## Start Material provided

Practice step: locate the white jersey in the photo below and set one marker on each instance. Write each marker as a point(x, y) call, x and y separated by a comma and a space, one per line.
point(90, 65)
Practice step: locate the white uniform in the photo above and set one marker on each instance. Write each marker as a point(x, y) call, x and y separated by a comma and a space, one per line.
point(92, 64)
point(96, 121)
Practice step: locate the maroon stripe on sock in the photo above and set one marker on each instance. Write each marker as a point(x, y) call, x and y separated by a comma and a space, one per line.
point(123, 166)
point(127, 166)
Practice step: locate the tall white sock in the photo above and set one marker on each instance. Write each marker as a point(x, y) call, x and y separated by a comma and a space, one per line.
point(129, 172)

## End Material provided
## Start Material provided

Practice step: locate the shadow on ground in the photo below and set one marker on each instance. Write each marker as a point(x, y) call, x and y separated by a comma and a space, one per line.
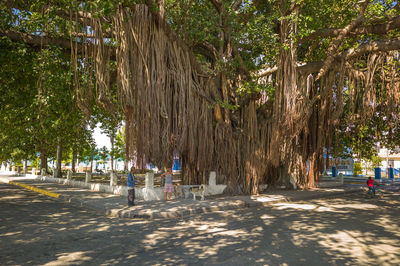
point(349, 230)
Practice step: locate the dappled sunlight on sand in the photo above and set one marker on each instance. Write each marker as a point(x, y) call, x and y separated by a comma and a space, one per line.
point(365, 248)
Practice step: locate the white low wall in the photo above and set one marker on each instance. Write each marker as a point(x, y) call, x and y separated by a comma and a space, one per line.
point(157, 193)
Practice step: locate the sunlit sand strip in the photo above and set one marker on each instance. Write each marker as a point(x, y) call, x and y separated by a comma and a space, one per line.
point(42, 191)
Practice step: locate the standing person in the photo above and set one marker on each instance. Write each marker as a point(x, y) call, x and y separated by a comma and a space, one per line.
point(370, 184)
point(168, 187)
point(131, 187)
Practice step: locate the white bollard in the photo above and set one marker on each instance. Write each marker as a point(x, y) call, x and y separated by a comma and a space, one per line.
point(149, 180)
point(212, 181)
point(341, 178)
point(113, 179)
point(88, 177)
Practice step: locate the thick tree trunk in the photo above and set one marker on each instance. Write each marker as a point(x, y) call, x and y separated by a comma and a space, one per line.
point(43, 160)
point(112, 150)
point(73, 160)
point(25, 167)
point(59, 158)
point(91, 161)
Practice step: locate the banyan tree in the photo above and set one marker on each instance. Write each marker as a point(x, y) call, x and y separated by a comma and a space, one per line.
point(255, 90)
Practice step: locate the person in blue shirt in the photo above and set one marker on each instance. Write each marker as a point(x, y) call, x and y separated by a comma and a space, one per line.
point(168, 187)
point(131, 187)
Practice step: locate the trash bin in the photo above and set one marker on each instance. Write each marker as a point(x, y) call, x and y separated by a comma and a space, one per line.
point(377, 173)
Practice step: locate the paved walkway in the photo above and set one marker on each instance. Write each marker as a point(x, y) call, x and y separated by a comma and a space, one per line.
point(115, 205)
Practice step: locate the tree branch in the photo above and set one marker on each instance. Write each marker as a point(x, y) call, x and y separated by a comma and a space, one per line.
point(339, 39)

## End Material provided

§ Work to complete: Convert the listing into a Markdown table with the columns No. and Text, one numbered row per line and no blank lines. Begin at the line that contains "Practice step: locate the banyan" and stop after the line that contains "point(255, 90)".

§ Problem solution:
| No. | Text |
|---|---|
| 1 | Practice step: locate the banyan tree in the photo above and set one marker on each instance. Write each marker as a point(x, y) call, x and y separated by a comma and a space, one per line. |
| 2 | point(255, 90) |